• What is asked: Copy out the entries below word for word, beginning with the line that contains "green jacket in the photo above." and continuing through the end of the entries.

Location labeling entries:
*****

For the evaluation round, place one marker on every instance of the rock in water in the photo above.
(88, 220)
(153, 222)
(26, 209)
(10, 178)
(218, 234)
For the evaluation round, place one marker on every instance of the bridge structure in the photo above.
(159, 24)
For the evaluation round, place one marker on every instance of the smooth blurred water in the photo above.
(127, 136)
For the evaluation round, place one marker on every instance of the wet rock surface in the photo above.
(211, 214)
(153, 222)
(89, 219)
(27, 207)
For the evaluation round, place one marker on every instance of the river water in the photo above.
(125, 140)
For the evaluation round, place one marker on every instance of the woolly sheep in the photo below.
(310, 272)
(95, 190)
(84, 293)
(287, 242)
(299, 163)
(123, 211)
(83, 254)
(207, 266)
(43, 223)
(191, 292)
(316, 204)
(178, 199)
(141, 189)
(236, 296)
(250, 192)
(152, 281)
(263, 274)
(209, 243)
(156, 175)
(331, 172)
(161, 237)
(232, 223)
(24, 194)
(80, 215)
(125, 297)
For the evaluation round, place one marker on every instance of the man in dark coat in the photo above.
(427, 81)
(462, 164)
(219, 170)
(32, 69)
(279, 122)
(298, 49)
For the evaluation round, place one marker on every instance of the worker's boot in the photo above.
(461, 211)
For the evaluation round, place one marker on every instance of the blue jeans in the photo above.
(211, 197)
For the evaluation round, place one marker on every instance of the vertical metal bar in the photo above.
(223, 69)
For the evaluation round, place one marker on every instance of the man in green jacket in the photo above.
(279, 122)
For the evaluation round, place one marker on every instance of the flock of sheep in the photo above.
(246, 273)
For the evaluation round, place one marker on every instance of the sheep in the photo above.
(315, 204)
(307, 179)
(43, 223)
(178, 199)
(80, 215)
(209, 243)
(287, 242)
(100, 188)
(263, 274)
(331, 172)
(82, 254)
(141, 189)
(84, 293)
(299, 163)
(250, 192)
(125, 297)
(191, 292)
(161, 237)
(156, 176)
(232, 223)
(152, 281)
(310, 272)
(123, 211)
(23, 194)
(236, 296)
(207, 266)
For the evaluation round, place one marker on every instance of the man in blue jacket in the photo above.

*****

• Solution:
For the evaluation round, place one marker on every instance of the man in green jacket in the photo above.
(279, 122)
For the evaluation round, place one marker on every instance of the flock of sheep in the photo above.
(246, 273)
For the evaluation round, place one marker on every instance of the sheep in the photo above.
(315, 204)
(307, 179)
(43, 223)
(178, 199)
(80, 215)
(209, 243)
(287, 242)
(100, 188)
(263, 274)
(331, 172)
(82, 254)
(141, 189)
(84, 293)
(299, 163)
(250, 192)
(125, 297)
(191, 292)
(161, 237)
(156, 176)
(232, 223)
(152, 281)
(310, 272)
(123, 211)
(23, 194)
(236, 296)
(207, 266)
For the evaluation round, place one marker on every instance of the man in blue jacket in the photo above.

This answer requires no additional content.